═════ Input data

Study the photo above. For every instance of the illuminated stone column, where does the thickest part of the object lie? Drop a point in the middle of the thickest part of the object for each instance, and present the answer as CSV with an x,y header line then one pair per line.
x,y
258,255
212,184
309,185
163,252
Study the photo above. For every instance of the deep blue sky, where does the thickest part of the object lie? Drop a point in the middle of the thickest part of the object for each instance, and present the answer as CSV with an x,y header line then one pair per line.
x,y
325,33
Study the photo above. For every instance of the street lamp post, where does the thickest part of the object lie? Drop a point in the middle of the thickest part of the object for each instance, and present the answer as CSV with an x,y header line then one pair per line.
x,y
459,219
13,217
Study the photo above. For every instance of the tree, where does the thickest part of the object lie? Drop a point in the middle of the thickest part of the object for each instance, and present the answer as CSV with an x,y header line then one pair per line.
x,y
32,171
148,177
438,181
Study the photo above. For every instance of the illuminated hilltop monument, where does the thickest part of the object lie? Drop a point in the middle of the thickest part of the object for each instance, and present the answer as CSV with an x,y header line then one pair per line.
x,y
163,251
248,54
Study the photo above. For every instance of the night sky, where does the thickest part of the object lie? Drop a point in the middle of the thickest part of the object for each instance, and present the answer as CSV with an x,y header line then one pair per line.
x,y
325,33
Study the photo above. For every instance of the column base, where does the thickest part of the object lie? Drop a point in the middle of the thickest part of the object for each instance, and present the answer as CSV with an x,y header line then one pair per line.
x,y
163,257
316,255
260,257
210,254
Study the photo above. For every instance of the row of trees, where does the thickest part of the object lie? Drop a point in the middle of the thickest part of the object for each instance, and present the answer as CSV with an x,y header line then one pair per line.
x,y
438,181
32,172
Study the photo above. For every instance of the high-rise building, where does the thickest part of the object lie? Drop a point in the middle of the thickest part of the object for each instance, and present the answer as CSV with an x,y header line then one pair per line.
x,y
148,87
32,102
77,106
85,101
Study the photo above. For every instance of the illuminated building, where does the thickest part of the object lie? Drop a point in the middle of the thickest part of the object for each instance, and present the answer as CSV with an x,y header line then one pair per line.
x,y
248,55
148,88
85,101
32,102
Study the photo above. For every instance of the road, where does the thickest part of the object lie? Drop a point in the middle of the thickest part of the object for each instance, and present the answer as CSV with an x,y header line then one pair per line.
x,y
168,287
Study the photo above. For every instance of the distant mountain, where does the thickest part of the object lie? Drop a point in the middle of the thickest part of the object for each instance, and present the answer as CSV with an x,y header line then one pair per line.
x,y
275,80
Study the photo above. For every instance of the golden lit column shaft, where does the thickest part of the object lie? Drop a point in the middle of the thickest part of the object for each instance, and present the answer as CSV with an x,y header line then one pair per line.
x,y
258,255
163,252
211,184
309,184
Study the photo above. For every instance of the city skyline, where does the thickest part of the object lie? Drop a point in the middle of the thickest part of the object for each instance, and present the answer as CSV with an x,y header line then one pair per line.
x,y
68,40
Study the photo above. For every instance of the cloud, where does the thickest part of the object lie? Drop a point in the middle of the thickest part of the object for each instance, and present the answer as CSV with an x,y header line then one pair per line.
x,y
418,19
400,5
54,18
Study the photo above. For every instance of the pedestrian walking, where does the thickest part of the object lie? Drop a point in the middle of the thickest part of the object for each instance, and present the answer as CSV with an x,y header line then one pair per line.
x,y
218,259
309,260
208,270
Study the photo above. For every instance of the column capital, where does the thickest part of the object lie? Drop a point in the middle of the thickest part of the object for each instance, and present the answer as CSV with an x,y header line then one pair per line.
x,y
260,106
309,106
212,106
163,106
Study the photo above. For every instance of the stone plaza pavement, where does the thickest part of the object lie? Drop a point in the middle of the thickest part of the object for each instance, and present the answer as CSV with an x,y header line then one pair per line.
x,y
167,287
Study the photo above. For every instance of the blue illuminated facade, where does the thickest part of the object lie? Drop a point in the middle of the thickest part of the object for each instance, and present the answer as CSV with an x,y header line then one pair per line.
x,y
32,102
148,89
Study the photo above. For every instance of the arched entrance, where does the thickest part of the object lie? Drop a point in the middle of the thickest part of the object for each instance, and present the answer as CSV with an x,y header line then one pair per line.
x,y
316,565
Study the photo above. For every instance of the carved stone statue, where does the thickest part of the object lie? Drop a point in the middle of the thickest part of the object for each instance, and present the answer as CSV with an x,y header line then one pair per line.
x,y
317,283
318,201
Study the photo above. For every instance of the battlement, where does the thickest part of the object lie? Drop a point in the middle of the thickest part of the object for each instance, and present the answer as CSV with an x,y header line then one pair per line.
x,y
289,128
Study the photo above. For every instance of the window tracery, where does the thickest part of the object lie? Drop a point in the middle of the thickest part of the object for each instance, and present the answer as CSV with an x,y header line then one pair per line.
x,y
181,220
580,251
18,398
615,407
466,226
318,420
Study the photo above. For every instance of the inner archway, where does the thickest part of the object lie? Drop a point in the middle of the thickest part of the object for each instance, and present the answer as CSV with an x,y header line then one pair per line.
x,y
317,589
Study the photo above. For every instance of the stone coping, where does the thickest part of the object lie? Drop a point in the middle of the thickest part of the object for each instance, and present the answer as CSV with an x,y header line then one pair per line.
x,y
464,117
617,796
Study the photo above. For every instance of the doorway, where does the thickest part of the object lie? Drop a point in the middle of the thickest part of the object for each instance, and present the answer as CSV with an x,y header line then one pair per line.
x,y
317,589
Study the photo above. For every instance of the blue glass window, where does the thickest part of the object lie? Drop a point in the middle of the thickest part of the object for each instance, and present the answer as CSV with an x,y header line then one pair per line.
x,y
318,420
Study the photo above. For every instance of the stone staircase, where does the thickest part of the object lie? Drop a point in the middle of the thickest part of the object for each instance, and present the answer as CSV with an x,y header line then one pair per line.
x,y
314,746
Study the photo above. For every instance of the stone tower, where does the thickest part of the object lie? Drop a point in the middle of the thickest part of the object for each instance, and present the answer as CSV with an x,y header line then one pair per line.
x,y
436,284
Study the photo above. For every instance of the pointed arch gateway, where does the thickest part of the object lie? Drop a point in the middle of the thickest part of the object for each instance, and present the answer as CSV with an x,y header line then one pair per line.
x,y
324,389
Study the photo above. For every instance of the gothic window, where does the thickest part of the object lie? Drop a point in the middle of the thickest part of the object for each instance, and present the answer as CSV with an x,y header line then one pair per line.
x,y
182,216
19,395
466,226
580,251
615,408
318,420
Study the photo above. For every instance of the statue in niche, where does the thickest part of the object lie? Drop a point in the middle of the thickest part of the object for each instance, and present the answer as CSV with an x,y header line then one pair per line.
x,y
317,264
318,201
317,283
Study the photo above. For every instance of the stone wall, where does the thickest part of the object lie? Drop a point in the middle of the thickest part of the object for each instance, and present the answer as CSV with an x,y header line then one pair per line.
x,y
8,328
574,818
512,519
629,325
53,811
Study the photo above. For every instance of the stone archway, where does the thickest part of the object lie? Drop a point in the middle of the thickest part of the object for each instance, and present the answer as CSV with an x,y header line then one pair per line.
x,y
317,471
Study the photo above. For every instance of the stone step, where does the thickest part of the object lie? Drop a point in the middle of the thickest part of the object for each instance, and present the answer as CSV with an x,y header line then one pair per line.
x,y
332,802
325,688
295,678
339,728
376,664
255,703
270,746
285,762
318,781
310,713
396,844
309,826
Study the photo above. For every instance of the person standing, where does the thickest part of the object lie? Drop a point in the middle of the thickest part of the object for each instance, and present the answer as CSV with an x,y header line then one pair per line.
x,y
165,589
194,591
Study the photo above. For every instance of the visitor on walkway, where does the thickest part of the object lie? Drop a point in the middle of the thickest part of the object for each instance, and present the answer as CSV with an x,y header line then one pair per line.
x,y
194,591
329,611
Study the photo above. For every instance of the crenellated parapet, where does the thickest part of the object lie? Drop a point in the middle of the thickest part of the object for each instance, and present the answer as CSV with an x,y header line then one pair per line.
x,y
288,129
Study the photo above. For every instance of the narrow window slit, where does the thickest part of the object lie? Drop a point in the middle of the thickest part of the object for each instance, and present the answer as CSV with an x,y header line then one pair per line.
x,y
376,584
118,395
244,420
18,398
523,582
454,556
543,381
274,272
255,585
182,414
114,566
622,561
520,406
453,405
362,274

══════════

Your assignment:
From the line that holds "Study the photo above. For every instance of the crenellated" to the last line of the records above, print each line exactly. Add nothing else.

Your response:
Study the photo above. For every instance of the crenellated parapet, where does the thickest part of the object lie? Drop a point in the middle of the thickest part of the object for each instance, and present the answer as CSV with an x,y header line then one pair per line.
x,y
288,129
Study the photo above. For every instance of the narrow window slit, where does the thickest part of the object lie? Drop a point in the middle of the thickest part of the object for each instance, and present the answer as CSV with an x,y header line then one pair per line.
x,y
376,584
118,395
244,420
18,398
523,582
454,556
543,381
274,272
255,585
182,414
114,566
622,561
520,406
453,405
362,274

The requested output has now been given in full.